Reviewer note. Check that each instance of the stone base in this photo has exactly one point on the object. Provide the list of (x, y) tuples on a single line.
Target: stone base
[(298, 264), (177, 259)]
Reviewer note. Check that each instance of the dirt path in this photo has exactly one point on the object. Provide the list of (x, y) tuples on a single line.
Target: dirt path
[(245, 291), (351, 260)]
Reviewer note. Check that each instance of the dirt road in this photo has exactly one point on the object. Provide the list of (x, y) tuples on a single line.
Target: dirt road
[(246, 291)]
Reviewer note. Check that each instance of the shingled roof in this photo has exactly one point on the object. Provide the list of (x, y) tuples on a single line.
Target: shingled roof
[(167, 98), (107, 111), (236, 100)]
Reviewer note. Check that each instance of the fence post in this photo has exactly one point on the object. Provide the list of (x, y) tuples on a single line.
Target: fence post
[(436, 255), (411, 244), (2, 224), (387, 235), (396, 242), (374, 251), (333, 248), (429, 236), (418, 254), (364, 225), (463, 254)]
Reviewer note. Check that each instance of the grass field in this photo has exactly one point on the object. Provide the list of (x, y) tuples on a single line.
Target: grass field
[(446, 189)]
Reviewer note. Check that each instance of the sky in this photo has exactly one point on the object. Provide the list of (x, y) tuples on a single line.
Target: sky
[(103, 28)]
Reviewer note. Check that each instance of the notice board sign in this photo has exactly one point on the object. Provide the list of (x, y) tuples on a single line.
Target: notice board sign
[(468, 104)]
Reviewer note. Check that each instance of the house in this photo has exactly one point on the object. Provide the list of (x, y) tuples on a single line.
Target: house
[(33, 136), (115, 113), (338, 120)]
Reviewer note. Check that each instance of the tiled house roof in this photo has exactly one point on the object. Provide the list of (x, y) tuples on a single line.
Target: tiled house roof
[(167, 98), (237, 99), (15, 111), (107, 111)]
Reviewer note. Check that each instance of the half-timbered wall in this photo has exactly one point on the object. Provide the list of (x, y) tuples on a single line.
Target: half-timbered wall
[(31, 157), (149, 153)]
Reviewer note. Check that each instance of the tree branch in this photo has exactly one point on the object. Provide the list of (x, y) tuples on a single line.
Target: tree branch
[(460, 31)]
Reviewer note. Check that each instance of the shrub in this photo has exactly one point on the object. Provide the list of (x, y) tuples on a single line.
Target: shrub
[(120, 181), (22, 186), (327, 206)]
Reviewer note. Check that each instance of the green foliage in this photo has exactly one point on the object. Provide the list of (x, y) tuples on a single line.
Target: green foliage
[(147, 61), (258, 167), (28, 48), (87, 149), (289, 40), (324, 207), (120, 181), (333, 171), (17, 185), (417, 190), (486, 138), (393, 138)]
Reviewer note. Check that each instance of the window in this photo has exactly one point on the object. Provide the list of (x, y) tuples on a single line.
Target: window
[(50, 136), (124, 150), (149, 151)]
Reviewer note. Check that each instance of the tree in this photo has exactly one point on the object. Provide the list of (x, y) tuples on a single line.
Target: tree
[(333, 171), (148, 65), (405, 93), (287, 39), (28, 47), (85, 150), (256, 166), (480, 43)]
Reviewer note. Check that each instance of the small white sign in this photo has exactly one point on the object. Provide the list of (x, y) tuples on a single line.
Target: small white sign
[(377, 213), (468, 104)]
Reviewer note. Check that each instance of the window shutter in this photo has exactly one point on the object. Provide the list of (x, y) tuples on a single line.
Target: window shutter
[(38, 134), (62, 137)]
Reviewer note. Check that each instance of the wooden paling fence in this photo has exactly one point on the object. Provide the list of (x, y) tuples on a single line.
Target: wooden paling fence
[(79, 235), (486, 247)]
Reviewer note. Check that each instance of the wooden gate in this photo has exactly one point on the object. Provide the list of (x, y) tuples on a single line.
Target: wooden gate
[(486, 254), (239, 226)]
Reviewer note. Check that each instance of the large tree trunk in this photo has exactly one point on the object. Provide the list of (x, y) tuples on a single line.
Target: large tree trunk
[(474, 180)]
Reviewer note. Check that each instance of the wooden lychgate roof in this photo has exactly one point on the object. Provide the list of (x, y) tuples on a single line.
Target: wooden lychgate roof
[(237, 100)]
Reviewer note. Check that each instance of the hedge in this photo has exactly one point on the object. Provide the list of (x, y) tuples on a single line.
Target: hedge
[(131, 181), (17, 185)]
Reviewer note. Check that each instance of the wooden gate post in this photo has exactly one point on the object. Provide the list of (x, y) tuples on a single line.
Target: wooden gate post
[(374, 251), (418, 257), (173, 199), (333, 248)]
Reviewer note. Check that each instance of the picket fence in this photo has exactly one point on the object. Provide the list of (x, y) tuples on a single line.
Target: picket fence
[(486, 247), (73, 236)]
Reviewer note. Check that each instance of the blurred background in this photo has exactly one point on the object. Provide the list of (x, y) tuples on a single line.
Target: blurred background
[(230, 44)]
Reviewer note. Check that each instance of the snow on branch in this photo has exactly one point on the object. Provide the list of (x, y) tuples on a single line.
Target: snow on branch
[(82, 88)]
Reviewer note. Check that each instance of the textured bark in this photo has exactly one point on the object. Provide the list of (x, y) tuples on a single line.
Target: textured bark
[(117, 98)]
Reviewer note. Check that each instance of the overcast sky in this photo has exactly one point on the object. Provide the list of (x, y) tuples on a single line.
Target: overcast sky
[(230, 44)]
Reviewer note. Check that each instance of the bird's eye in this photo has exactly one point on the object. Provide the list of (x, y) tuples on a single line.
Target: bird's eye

_WRITTEN INSTRUCTION:_
Can you rewrite the whole listing above, replacing "(x, y) tuples" with "(x, y) pairs" wherever it occurs and leaving everything else as it is?

_RESPONSE TO THIS EXERCISE:_
Reviewer note. Check that each instance of the stone base in this photo has exactly one point on the object. Provide the list of (x, y) pairs on a single line.
Target: stone base
[(298, 264), (177, 259)]
Reviewer note. Check that each instance of the dirt path in this photo has exactly one point on the object. Provide the list of (x, y) pairs on a single line.
Target: dirt path
[(245, 291), (351, 260)]
Reviewer note. Check that each instance of the dirt road in this photo has exactly one point on the object. Provide the list of (x, y) pairs on a single line.
Target: dirt road
[(246, 291)]
Reviewer note. Check that each instance of the shingled roof in this photo has exactly one point on the object. Provide the list of (x, y) pairs on a single line.
Target: shingled roof
[(167, 98), (107, 111), (236, 100)]
Reviewer note. Check that each instance of the fence post in this photo has exactly one point on the object. Provide the list of (x, y) pairs on a single line.
Target: fence post
[(436, 255), (411, 244), (2, 224), (387, 235), (396, 242), (374, 251), (333, 248), (429, 236), (418, 254), (364, 225), (463, 254)]
Reviewer note. Check that each instance of the grass field in this photo has exactly one point on the object. Provide the list of (x, y) pairs on a single line.
Target: grass field
[(446, 189)]
Reviewer note. Check that each instance of the sky in this photo has exactly one point on the object. Provide the list of (x, y) pairs on a single line.
Target: sky
[(103, 28)]
Reviewer note. Check that each instance of the notice board sign in this photo has exactly one point on the object. Provide the list of (x, y) pairs on a single line.
Target: notice board sign
[(468, 104)]
Reviewer note. Check that each instance of the house in this photo has exactly one point on the object. Provide the list of (x, y) pairs on a single line.
Target: house
[(33, 136), (115, 113), (338, 120)]
Reviewer note. Check that each instance of the tiled house roof in this photo has exactly one point on the object. Provide the list of (x, y) pairs on a single line.
Target: tiled house roof
[(167, 98), (237, 99), (15, 111), (107, 111)]
Reviewer note. Check that each instance of the half-timbered wall in this photo has exactly one point on the object. Provide the list of (x, y) pairs on a single line.
Target: half-timbered wall
[(31, 157), (149, 153)]
Reviewer note. Check that each instance of the tree branch in this photo has exactly one point on the object. Provide the list of (x, y) pairs on a single line.
Target: tree branch
[(460, 31)]
Reviewer note. Check that each instance of the shrub in this photo has exactly one point on the object. Provide the list of (x, y) pairs on a single line.
Target: shrub
[(120, 181), (22, 186), (327, 206)]
Reviewer note. Check that each instance of the green foliage in this photo has exactly one point on the object. Provide the list of (x, y) pairs on a single line.
Target: green foliage
[(147, 61), (258, 167), (28, 48), (87, 149), (289, 40), (324, 207), (120, 181), (333, 171), (17, 185), (417, 190), (486, 138), (393, 138)]
Reviewer note. Check that each instance of the window in this photo has exactly one point on the object. Provide the list of (x, y) pairs on a single line.
Target: window
[(50, 136), (124, 150), (149, 151)]
Reviewer note. Check that each instance of the tree in this photo has exactly one point on the object. Provide the list of (x, y) pairs on a single line.
Target: tree
[(333, 171), (148, 65), (405, 93), (287, 39), (28, 47), (85, 150), (256, 166), (480, 43)]
Reviewer note. Check that each instance of the small white sign in this photo has exactly one point on the object. Provide the list of (x, y) pairs on a single line.
Target: small white sign
[(377, 213), (468, 104)]
Reviewer note. Check that each instance of the window shutter in this photo has exactly one point on the object. Provide the list of (x, y) pairs on a single line.
Target: window shutter
[(38, 134), (62, 137)]
Reviewer note. Check that each instance of the wooden paling fence in this photo has exactly one point on the object. Provide the list of (x, y) pairs on a single line.
Target: wooden paling fence
[(79, 235), (486, 247)]
Reviewer note. Check that each instance of the wooden gate in this photo has exactly one point on the object. Provide the list of (x, y) pairs on a single line.
Target: wooden gate
[(486, 254), (239, 226)]
Reviewer note. Check that each instance of the large tree trunk in this photo has exactly one point on the object. Provide the list of (x, y) pairs on a single line.
Target: large tree trunk
[(474, 180)]
Reviewer note. Check that each instance of the wooden lychgate roof in this photo has exactly one point on the object. Provide the list of (x, y) pairs on a single line.
Target: wooden lychgate roof
[(237, 100)]
Reviewer note. Check that each instance of the hedge in this photo has exactly one point on the object. Provide the list of (x, y) pairs on a single line.
Target: hedge
[(131, 181), (17, 185)]
Reviewer note. Check that each instance of the wooden gate post in this photo has exactly one point on the object. Provide the list of (x, y) pairs on a single line.
Target: wooden gate post
[(374, 251), (418, 257), (173, 199), (333, 248)]
Reviewer note. Check that each instance of the picket fence in this photo has exactly one point on the object. Provide the list of (x, y) pairs on a single line.
Target: picket fence
[(486, 247), (73, 236)]
Reviewer note. Check that each instance of the blurred background in this photo has exactly one point on the object. Provide the list of (x, y) pairs on a single line.
Target: blurred background
[(230, 44)]
Reviewer note. Check that each instance of the snow on branch in this photo has exactly one point on the object. Provide the list of (x, y) pairs on a single line.
Target: snow on branch
[(82, 88)]
Reviewer note. Check that each instance of the textured bark in this photo has exactly one point on the object. Provide the list of (x, y) pairs on a single line.
Target: textured bark
[(117, 98)]
Reviewer note. Check that each instance of the overcast sky in this photo has exactly one point on the object. Provide the list of (x, y) pairs on a single line.
Target: overcast sky
[(230, 44)]
Reviewer note. Check that each instance of the bird's eye in this photo has exactly one point on the object. Provide the list of (x, y) pairs on a single line.
Target: bird's eye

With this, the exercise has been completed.